TO DO
All entries are to be copied exactly, with pictures removed.

DATA EXCERPTS
+ + + + + + +

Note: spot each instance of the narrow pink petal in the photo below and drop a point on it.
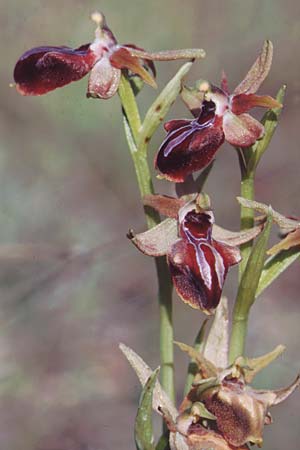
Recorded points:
(175, 124)
(242, 130)
(104, 79)
(258, 72)
(198, 264)
(121, 58)
(244, 102)
(43, 69)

+ + + + + + +

RESPONSE
Note: spot each instance of the narrow pink petal in the photo below and drop a point on it.
Recorded points:
(175, 124)
(242, 130)
(104, 79)
(258, 72)
(198, 264)
(121, 58)
(244, 102)
(43, 69)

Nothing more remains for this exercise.